Please output the entries that follow exactly, without a single image.
****************
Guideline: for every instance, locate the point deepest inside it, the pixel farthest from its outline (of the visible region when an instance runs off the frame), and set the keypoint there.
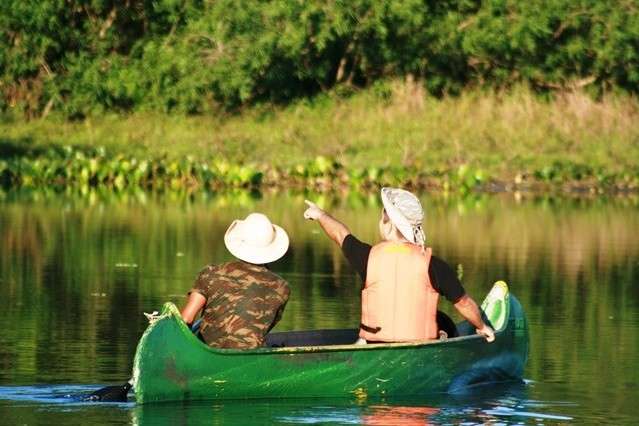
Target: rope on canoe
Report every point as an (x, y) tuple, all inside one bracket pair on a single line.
[(153, 316)]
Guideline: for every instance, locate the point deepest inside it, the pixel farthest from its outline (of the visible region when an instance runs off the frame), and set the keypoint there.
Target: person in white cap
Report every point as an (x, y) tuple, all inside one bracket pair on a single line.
[(402, 278), (241, 300)]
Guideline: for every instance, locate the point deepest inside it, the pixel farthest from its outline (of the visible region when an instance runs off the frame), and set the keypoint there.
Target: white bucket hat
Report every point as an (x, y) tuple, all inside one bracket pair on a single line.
[(256, 240), (405, 212)]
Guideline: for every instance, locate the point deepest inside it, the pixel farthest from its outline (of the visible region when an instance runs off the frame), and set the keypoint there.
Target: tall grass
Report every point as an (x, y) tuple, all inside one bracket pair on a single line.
[(503, 135)]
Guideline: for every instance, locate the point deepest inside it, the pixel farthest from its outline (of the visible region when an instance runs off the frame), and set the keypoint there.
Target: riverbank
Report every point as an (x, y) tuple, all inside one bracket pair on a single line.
****************
● Solution
Guideline: for every instance, locate the point deepest inside it, the pixel farthest from its outline (of the visible region when an instance runs off the frame), and set the keypoint there.
Target: rope on canoe
Report every point as an (x, y) tuple, all inside one bracket pair on a single line.
[(153, 316)]
Guideline: for every instance, locate the point deepest inside it, the pixel farthest from its outline (of the visible region when an instance runs off the frame), and set the keypoint there.
Target: person in white cap
Report every point as an (x, y) tuple, all inside one bracket pair on a single line.
[(402, 278), (241, 300)]
Guideline: for every instance, locate the point deepest inside it, the pixel farthest from its outline (of the visible region when an instance runs off the frame), and set the keypoint there.
Target: white bucket hat
Report every point as an (x, y) tuple, all inside one bracket pair on a single line.
[(256, 240), (405, 212)]
Guideline: for every instance, locate the point deepest inside it, the pixel farthest from its outline (of the visible region when an instance runs off the frame), and set the keypoint there.
Target: tall grass
Report every point as an (x, y) tuple, all inside one bracket pair on a single line.
[(503, 135)]
Guideline: for every instance, locate the point deepest inside it, the pixel farthest from its outline (of the visible region when an instance runs off the frame), and set the keypoint there.
Target: riverbank
Report every point as an (x, y) tuple, all inside one bracket pair on a single line.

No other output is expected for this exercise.